DATA SUPPLIED:
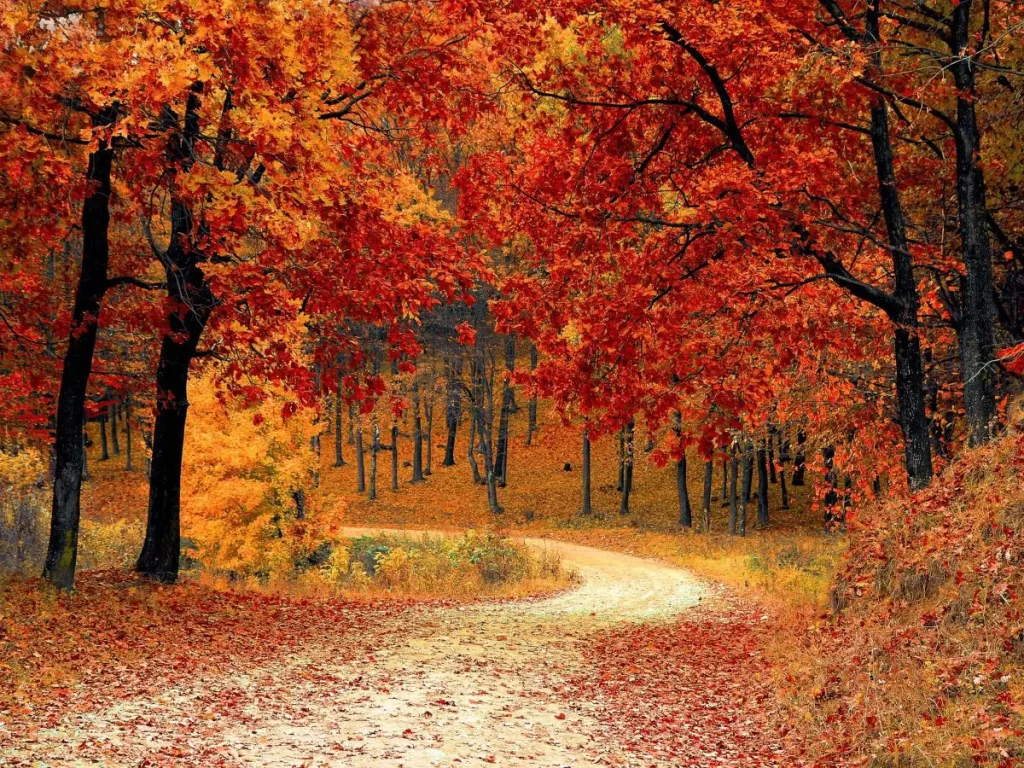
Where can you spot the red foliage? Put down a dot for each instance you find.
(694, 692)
* * *
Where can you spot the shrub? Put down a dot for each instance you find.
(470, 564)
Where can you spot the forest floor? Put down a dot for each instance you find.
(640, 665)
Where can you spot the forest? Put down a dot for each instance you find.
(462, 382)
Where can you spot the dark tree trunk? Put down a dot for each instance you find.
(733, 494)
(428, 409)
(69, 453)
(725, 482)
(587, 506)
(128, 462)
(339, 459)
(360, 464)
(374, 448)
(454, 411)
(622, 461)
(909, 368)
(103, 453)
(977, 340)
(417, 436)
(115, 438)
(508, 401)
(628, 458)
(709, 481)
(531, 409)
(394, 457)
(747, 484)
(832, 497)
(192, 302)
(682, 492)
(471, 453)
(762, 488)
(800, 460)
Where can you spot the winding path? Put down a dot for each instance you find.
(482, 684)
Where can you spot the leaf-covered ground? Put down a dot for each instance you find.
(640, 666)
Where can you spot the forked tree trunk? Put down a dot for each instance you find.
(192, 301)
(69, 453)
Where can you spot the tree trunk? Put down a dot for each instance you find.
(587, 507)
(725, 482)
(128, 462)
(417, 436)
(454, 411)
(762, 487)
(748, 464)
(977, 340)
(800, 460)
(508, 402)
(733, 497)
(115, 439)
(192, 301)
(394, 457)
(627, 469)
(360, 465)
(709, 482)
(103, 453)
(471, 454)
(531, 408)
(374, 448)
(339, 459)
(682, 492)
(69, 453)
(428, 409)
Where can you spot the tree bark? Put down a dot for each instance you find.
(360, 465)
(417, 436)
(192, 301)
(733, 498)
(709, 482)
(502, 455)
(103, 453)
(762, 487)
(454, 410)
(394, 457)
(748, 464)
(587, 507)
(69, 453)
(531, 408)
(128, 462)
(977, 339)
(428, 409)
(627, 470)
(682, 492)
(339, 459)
...
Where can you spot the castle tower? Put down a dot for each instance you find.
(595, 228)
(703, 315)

WHAT THE TASK REQUIRES: Please count the lines in the listing above that contain the string "down", and reply with only that number.

RESPONSE: 11